*What is being asked*:
Rewrite the data from the line containing "Where is the worker" through the line containing "left=484, top=205, right=529, bottom=309", inclusive, swapping "metal fence" for "chain-link fence" and leaving everything else unchanged.

(Region labeling data)
■ ■ ■ ■

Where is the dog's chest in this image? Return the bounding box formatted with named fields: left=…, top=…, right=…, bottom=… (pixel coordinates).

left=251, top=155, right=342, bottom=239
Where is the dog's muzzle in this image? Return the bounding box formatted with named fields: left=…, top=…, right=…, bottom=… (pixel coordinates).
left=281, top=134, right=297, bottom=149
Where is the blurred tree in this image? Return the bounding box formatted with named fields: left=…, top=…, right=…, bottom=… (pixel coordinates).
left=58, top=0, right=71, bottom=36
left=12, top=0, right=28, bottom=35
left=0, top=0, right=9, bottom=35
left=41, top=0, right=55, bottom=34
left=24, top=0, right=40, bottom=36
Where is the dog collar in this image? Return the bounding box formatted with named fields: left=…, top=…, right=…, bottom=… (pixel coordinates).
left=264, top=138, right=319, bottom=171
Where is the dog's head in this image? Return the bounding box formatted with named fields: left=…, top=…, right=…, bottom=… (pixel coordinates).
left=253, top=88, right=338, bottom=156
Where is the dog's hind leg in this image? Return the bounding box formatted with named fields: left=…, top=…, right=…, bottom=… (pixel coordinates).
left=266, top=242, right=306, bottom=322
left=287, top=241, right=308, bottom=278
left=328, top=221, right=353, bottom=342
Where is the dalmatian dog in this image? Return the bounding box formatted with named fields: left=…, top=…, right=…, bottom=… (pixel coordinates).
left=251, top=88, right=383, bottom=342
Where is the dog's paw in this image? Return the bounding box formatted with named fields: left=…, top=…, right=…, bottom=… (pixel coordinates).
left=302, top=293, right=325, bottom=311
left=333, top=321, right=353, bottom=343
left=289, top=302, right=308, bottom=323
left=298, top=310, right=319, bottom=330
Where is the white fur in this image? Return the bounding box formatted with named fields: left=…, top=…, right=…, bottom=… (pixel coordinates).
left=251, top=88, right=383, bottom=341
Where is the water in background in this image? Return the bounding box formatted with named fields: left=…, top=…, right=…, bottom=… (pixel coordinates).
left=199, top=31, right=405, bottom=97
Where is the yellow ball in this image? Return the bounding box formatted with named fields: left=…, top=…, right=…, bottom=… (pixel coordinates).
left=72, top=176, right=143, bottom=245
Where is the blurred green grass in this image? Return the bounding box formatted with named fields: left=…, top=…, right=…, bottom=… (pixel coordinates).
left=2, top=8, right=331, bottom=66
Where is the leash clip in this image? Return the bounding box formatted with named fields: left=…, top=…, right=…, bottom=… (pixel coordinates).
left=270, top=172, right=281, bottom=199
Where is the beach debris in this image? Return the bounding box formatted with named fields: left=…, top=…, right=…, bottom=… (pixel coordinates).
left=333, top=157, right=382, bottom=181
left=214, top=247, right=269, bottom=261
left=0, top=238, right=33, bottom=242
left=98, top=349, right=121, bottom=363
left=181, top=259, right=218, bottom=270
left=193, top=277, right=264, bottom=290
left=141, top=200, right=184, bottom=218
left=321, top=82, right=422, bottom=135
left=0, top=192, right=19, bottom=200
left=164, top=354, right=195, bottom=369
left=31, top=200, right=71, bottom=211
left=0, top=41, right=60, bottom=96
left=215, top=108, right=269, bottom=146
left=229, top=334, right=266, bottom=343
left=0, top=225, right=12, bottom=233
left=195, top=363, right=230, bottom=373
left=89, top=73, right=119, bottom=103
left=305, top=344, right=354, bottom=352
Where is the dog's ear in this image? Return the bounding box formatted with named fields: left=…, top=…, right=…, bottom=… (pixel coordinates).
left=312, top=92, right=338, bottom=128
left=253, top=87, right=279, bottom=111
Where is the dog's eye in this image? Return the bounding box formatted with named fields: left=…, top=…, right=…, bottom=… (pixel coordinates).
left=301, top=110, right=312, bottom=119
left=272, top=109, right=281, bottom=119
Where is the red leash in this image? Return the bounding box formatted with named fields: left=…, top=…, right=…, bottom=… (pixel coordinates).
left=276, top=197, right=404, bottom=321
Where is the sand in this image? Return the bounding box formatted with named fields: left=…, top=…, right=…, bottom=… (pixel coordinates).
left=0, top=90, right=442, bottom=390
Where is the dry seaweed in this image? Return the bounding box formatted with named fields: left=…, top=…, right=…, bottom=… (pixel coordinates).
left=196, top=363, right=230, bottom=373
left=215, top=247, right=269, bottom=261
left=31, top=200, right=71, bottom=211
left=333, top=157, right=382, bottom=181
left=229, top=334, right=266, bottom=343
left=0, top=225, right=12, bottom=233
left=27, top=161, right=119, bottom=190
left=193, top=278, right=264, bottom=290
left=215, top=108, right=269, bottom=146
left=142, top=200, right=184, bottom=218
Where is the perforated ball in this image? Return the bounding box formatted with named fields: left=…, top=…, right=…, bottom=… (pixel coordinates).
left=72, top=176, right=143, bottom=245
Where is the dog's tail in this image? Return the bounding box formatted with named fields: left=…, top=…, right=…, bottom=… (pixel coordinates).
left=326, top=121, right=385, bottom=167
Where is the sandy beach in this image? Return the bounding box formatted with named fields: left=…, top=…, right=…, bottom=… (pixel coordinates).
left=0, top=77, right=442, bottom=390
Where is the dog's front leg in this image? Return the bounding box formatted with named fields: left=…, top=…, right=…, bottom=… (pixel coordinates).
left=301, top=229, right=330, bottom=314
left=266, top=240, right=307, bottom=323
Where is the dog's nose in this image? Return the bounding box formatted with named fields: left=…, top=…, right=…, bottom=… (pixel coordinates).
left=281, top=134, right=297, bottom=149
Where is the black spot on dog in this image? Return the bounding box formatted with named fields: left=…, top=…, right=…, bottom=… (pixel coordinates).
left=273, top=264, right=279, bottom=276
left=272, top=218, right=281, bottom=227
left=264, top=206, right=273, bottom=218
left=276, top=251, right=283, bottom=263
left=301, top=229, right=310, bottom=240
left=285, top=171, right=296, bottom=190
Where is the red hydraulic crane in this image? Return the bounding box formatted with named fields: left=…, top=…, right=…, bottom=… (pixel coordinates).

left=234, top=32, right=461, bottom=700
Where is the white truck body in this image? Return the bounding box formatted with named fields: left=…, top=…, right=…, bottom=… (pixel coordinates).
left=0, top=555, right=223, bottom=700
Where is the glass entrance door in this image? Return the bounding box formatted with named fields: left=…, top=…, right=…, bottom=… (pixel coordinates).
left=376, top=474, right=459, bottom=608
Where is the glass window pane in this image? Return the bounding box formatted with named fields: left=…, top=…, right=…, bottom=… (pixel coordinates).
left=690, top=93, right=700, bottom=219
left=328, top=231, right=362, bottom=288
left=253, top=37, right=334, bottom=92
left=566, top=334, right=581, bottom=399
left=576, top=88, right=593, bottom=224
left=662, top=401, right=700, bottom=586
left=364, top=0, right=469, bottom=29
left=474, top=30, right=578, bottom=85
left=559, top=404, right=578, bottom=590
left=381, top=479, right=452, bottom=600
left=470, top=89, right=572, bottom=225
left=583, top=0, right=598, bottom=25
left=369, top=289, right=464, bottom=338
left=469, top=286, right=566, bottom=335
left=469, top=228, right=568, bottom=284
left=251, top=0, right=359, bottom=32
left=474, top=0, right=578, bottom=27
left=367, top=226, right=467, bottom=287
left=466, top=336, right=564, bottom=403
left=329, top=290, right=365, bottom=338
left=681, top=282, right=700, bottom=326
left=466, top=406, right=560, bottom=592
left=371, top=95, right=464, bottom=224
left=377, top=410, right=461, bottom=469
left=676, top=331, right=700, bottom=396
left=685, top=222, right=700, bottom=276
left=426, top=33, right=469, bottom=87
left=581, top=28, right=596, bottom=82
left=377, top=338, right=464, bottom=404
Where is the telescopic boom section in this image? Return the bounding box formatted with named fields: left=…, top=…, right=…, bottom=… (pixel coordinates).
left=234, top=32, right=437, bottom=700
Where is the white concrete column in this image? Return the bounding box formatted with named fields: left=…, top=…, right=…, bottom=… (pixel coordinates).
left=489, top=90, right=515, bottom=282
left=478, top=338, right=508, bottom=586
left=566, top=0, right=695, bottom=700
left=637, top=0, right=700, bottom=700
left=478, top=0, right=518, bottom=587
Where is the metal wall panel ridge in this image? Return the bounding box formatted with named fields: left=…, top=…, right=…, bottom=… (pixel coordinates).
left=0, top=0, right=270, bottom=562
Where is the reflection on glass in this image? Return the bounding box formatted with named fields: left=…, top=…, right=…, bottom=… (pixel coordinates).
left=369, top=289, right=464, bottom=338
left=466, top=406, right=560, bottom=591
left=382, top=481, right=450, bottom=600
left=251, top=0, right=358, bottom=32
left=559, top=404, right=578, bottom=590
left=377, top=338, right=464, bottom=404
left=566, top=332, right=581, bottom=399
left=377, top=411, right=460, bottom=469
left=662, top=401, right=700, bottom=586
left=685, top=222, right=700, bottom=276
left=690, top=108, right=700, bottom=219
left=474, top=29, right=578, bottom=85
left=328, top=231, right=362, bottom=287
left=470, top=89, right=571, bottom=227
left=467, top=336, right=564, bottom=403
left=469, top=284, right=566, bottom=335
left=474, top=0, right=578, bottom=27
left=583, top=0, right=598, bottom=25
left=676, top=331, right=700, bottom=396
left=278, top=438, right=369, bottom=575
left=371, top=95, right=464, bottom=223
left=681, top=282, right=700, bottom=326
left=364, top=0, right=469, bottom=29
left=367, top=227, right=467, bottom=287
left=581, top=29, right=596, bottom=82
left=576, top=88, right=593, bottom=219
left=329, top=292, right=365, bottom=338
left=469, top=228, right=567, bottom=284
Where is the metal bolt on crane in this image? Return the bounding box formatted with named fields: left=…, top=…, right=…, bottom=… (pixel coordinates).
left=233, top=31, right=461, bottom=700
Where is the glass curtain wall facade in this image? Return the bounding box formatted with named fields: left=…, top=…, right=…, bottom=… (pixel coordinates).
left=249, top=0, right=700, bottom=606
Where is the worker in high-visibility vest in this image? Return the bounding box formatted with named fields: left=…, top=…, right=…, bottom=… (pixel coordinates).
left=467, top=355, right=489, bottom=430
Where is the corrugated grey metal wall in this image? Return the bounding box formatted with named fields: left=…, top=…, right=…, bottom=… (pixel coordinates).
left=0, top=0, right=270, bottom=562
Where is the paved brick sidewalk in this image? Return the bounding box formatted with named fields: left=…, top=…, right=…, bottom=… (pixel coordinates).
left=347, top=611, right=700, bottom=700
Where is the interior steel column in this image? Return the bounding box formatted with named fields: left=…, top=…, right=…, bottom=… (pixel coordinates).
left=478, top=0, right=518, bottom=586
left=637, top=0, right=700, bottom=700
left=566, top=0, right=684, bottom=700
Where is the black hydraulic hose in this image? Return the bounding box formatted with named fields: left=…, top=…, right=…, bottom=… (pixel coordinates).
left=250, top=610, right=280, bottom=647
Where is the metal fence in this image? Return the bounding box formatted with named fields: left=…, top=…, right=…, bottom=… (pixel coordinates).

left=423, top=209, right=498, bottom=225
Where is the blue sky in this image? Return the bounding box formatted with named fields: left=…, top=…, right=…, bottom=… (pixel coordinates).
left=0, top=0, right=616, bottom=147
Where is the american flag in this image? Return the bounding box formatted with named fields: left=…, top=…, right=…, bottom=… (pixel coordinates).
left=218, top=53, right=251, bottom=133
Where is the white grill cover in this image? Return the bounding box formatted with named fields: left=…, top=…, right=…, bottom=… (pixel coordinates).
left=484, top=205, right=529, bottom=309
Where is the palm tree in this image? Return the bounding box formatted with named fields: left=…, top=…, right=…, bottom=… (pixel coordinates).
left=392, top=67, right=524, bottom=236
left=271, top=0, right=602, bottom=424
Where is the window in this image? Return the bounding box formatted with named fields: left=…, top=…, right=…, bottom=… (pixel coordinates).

■ ■ ■ ■

*Solution to this problem*:
Where is the worker in high-visibility vest in this image? Return the bounding box formatted with named fields: left=…, top=…, right=…, bottom=… (pixel coordinates).
left=467, top=355, right=489, bottom=430
Where is the corrugated grey metal wall in this image? Return the bounding box formatted with named fields: left=…, top=…, right=…, bottom=… (pixel coordinates).
left=0, top=0, right=270, bottom=562
Where is the paved brick sidewalk in this image? Return the bounding box formatted with named fields: left=…, top=…, right=…, bottom=… (pixel coordinates).
left=347, top=611, right=700, bottom=700
Where is the interior steel column in this image? Return the bounding box formatted with named fields: left=…, top=…, right=…, bottom=… (pixel coordinates).
left=478, top=0, right=518, bottom=586
left=637, top=0, right=700, bottom=700
left=566, top=0, right=684, bottom=700
Where is the black hydraulic hose in this image? Return the bounding box formatted with named fields: left=…, top=…, right=…, bottom=… (pixel coordinates).
left=250, top=610, right=280, bottom=647
Where is the chain-link fence in this image? Return the bounding box formatted with named fields: left=…, top=…, right=…, bottom=… (pixel coordinates).

left=423, top=209, right=498, bottom=225
Where is the blue sky in this image? Return the bounding box formatted with named fields: left=…, top=…, right=…, bottom=… (pixel coordinates).
left=0, top=0, right=616, bottom=147
Where is the american flag in this image? Return the bounding box formatted with named fields: left=…, top=…, right=…, bottom=… (pixel coordinates).
left=218, top=53, right=251, bottom=133
Where is the white grill cover in this image? Return the bounding box formatted with named fields: left=…, top=…, right=…, bottom=… (pixel coordinates).
left=484, top=205, right=529, bottom=309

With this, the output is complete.